» What this task involves
Rewrite the stretch from the start of the records through the line containing "84), (164, 92)]", with the requests included, and shift each coordinate in the answer outlines by adding 117 to every number. Leave the pictures out of your answer.

Boundary annotation records
*****

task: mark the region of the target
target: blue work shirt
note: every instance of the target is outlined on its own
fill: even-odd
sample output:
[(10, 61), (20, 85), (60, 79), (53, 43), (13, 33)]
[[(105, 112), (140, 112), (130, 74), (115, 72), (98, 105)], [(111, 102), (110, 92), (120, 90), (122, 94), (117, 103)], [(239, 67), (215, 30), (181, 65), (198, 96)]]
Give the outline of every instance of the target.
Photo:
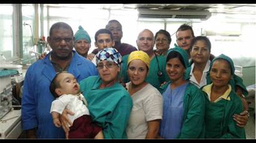
[[(77, 81), (99, 75), (95, 65), (72, 50), (73, 57), (67, 72)], [(37, 138), (65, 138), (61, 127), (53, 124), (50, 113), (54, 96), (49, 86), (56, 73), (49, 60), (51, 52), (43, 60), (37, 60), (27, 69), (24, 82), (21, 118), (23, 130), (36, 128)]]
[(163, 118), (160, 133), (165, 139), (175, 139), (180, 132), (183, 123), (184, 98), (189, 82), (171, 90), (170, 84), (164, 92)]

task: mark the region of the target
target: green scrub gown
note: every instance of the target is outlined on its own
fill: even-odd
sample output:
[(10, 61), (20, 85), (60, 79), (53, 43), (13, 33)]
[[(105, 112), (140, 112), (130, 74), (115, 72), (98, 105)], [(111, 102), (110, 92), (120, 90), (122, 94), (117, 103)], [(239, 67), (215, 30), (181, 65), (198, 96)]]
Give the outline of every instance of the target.
[(102, 127), (105, 139), (126, 139), (132, 99), (119, 83), (99, 89), (102, 80), (92, 76), (80, 82), (81, 91), (88, 103), (93, 121)]
[[(185, 76), (184, 78), (185, 80), (188, 80), (190, 78), (190, 74), (191, 72), (191, 67), (188, 67), (185, 72)], [(212, 83), (212, 80), (210, 80), (210, 70), (207, 72), (207, 75), (206, 76), (206, 80), (207, 80), (207, 84), (209, 85)], [(239, 86), (242, 88), (243, 95), (245, 96), (247, 96), (248, 95), (248, 91), (246, 89), (246, 86), (244, 85), (243, 83), (243, 80), (238, 76), (236, 75), (234, 75), (233, 78), (232, 78), (230, 81), (229, 84), (231, 85), (231, 87), (234, 91), (235, 91), (235, 86)]]
[[(168, 82), (161, 86), (162, 94)], [(189, 83), (185, 91), (184, 99), (184, 118), (180, 134), (178, 139), (202, 139), (205, 134), (205, 98), (202, 91), (195, 85)]]
[(206, 93), (205, 97), (205, 138), (245, 139), (244, 127), (236, 125), (232, 116), (244, 110), (241, 99), (234, 91), (229, 94), (230, 100), (222, 99), (211, 103)]
[[(124, 56), (122, 57), (122, 72), (121, 72), (121, 80), (124, 83), (127, 83), (130, 81), (127, 75), (127, 62), (128, 57), (129, 55)], [(156, 88), (159, 91), (160, 91), (160, 86), (164, 81), (168, 81), (170, 80), (168, 75), (165, 72), (165, 64), (166, 64), (166, 57), (161, 55), (157, 56), (158, 64), (157, 58), (155, 57), (150, 61), (149, 73), (147, 76), (145, 81), (147, 83), (150, 83), (154, 87)], [(157, 75), (157, 72), (161, 71), (162, 75), (161, 76)]]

*****

» Solution for this exercise
task: mark the region of the target
target: blue work shirt
note: every instance of the target is outlined on its own
fill: even-odd
sample output:
[(10, 61), (20, 85), (60, 79), (53, 43), (13, 33)]
[[(105, 112), (140, 112), (130, 74), (115, 72), (98, 105)], [(111, 102), (110, 92), (120, 90), (122, 94), (117, 103)], [(239, 67), (215, 30), (181, 65), (198, 96)]]
Give the outline of every instance of the target.
Photo:
[[(194, 198), (216, 192), (212, 182), (189, 167), (190, 174), (184, 189)], [(154, 255), (182, 255), (178, 244), (170, 241), (167, 230), (171, 213), (166, 203), (173, 190), (166, 177), (168, 169), (160, 177), (154, 177), (144, 186), (141, 199), (138, 235), (140, 247), (153, 245)]]
[(280, 235), (277, 250), (282, 256), (292, 256), (297, 249), (300, 240), (301, 215), (306, 199), (288, 207), (287, 201), (281, 209)]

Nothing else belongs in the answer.